▶ Task brief
Convert every item below into a two-column CSV with the header instruction,response, one row per item, with the item's text under instruction and its answer under response. Enclose each field in double quotes, and replace any line breaks within a field with spaces.

▶ Entries supplied

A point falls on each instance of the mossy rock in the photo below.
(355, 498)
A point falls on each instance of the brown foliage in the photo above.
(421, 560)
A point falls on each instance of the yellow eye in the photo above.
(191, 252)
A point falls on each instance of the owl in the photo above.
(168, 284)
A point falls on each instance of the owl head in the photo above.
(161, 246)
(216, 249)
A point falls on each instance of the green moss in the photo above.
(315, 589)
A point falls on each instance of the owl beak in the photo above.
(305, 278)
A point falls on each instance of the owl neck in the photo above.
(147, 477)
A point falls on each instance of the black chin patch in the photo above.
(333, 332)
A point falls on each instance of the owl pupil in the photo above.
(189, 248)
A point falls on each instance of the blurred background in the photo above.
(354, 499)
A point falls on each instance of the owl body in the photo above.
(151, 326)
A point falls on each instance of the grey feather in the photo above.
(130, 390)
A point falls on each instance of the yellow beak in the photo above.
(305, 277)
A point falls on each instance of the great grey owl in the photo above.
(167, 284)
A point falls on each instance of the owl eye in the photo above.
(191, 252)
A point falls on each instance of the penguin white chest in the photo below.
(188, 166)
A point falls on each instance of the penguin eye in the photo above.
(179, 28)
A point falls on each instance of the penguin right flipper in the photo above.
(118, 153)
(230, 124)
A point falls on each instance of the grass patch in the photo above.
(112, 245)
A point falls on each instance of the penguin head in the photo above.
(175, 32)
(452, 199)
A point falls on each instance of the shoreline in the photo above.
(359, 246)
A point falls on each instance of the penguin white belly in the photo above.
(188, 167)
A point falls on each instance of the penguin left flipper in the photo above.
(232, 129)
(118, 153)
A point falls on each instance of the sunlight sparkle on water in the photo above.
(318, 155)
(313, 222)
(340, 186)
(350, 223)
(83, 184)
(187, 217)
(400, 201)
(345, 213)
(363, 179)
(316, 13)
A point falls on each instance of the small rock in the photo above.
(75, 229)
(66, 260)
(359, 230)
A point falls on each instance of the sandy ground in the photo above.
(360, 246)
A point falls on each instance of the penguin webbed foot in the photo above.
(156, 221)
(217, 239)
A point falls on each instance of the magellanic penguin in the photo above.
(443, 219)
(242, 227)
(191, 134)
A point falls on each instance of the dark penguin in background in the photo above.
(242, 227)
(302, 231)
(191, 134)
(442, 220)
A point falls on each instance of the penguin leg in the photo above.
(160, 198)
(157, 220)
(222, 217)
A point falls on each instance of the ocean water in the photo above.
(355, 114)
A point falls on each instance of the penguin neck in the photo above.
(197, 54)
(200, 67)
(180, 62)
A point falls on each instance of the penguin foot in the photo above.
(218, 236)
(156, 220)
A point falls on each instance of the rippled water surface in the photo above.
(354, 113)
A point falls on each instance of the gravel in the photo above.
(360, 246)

▶ Exercise result
instruction,response
"A point falls on each instance of the mossy rock in the photo below.","(355, 498)"
"A point falls on each instance of the brown foliage in the photo above.","(421, 560)"
"A point falls on each instance of the yellow eye in the photo above.","(191, 252)"
"A point falls on each instance of the owl in the photo above.","(168, 284)"
"A point falls on each instance of the owl head in the photo above.","(161, 246) (216, 249)"
"A point falls on each instance of the green moss in the photo above.","(315, 589)"
"A point falls on each instance of the owl beak in the photo above.","(305, 278)"
"A point falls on each instance of the owl neck in the photo above.","(147, 477)"
"A point falls on each instance of the black chin patch in the photo above.","(333, 332)"
"A point falls on each instance of the owl pupil in the photo above.","(189, 248)"
"A point falls on each instance of the blurred background in the photo above.","(354, 499)"
"A point falls on each instance of the owl body in the photo above.","(151, 326)"
"A point falls on each instance of the grey feather in the photo above.","(130, 390)"
"A point falls on each instance of the yellow beak in the photo above.","(305, 277)"
"A point falls on each instance of the great grey owl in the photo above.","(167, 284)"
"A point falls on each instance of the owl eye in the photo above.","(191, 252)"
"A point falls on each instance of the penguin white chest in the photo below.","(188, 166)"
"A point falls on each instance of the penguin eye in the photo above.","(179, 28)"
"A point falls on each instance of the penguin right flipper in the photo above.","(118, 153) (230, 124)"
"A point falls on each instance of the grass patch in the photo above.","(112, 245)"
"A point falls on each instance of the penguin head in the photo above.","(175, 32) (452, 199)"
"A point falls on each instance of the shoreline in the photo above.","(359, 246)"
"A point falls on each instance of the penguin white belly in the photo above.","(188, 167)"
"A point falls on each instance of the penguin left flipper in the photo above.","(232, 129) (118, 153)"
"A point falls on each instance of the sunlight sparkle on water in the photo above.","(318, 155) (313, 222) (340, 186) (350, 223) (83, 184) (187, 217) (400, 201) (345, 213) (363, 179) (316, 13)"
"A point falls on each instance of the small rock in the photo above.","(75, 229) (66, 260) (359, 230)"
"A point falls on each instance of the sandy ground in the photo above.","(360, 246)"
"A point falls on each instance of the penguin webbed foot in the photo above.","(156, 221) (217, 239)"
"A point falls on each instance of the magellanic penguin in the photo above.","(443, 219) (242, 227) (191, 134)"
"A point falls on each instance of the dark penguin in background in the photo above.","(242, 227) (302, 231) (191, 134) (442, 220)"
"A point falls on each instance of the penguin leg in the photo above.","(160, 198) (157, 220) (222, 217)"
"A point falls on each instance of the ocean water in the photo above.","(355, 114)"
"A point falls on each instance of the penguin neck in the photo above.","(197, 54) (200, 67) (180, 62)"
"A point falls on each instance of the penguin foot in the photo above.","(218, 236) (156, 220)"
"A point falls on each instance of the rippled water surface in the photo above.","(354, 113)"
"A point falls on each instance of the gravel in the photo above.","(360, 246)"